Task to carry out - Transcribe the full listing exactly, and drop every picture.

╔══

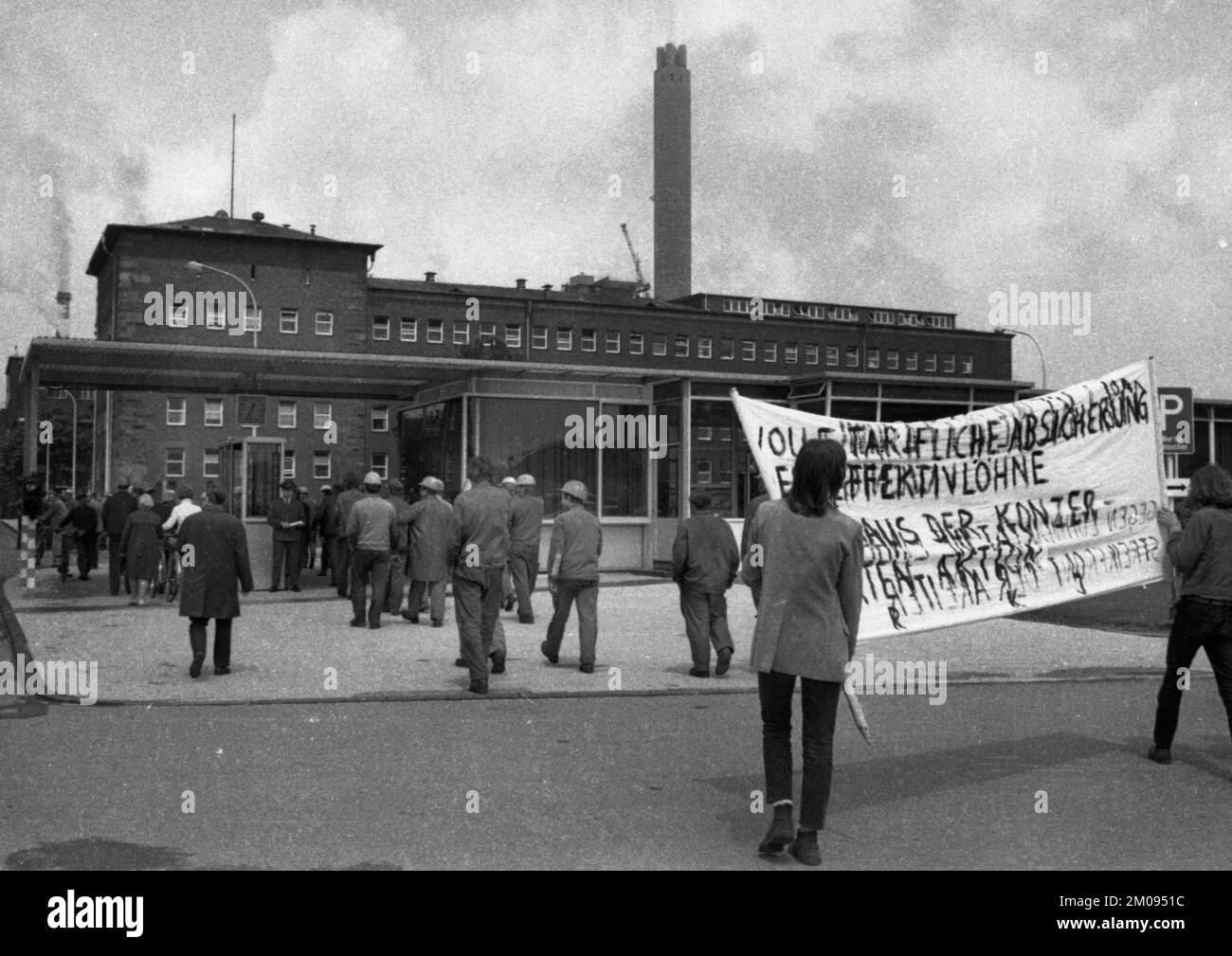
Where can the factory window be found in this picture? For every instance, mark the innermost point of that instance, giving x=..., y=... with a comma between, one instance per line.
x=286, y=414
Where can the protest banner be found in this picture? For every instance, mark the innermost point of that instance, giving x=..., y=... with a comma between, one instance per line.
x=994, y=512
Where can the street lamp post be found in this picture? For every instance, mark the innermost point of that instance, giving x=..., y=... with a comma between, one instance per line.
x=198, y=266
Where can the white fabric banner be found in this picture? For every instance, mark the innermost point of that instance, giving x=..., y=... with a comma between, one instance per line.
x=994, y=512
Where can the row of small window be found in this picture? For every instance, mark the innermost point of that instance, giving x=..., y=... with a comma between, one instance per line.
x=175, y=464
x=321, y=414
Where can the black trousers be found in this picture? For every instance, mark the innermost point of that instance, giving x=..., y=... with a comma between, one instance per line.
x=286, y=552
x=222, y=639
x=1196, y=624
x=820, y=702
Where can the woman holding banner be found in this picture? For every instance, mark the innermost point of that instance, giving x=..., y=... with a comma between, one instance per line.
x=808, y=561
x=1203, y=553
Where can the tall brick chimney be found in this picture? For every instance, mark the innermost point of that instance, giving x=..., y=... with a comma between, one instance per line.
x=673, y=175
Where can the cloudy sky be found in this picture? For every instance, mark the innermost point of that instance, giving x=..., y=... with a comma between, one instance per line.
x=922, y=154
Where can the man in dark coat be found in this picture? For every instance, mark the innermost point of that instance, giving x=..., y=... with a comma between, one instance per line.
x=525, y=524
x=213, y=559
x=429, y=526
x=115, y=513
x=705, y=562
x=287, y=520
x=85, y=522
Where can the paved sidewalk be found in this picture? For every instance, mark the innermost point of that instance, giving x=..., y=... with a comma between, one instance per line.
x=291, y=647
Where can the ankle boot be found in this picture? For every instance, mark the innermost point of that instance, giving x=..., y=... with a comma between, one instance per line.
x=783, y=829
x=805, y=848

╚══

Correct response -
Where can the factory window be found in this picture? For every instance, mark the innermost point of that instance, giving x=..., y=... with a comma between, one instance per line.
x=286, y=414
Where can the protest banner be found in this picture? For every instance, mark the innermost point of that instance, giving x=..., y=... with a comma between, one instance per line.
x=994, y=512
Where can the street lamp post be found in this picture? For every instance, mark the innermost point of that instance, giving x=..., y=... with a comma between, one instance per line.
x=198, y=266
Where can the white fabric banner be found in this picture? For every instance, mark the innermost point of that instance, giving x=..., y=... with a comma between, one instance per line.
x=994, y=512
Where can the row of small window be found in this picture? For every instance, mark the innermost point of that instance, giving x=..., y=... with a comma between, one instance per line.
x=175, y=464
x=321, y=414
Where can the black trousers be found in this picture? For every instance, mark the innermost point of that instance, giving x=..., y=... with a comma between, one instance per line.
x=286, y=552
x=222, y=639
x=1196, y=624
x=820, y=702
Where can the woman holding banner be found in this picture? For every instance, mark the innermost point of that instance, giving x=..., y=... with a comma between, one instance per line.
x=808, y=561
x=1203, y=553
Where can the tall brick chimney be found in this picture? For every instance, mark the innermost point of that instance, giving x=..., y=... with a comma between, one instance per line.
x=673, y=175
Where can the cloudy sky be found in this picture? For every instance, mark the innermost point of that instance, giving x=..., y=... with a comma between, one instance per line.
x=922, y=154
Where can the man in dark coat be found in this picture? For every instance, mark the innermost point of that instance, giving x=..., y=... with a comma between, one instance per line.
x=525, y=524
x=213, y=559
x=429, y=526
x=115, y=513
x=705, y=562
x=287, y=520
x=85, y=522
Where can the paved sidewalk be found in this picture? For every instance, mark the innermost point of that instance, giving x=..., y=... with a comma between, one instance per line.
x=291, y=647
Where can the ankle boot be found in this picture? For every instance, mark the innermost point of that instance, giving x=..., y=... with a comma between, one instance per line.
x=783, y=829
x=805, y=848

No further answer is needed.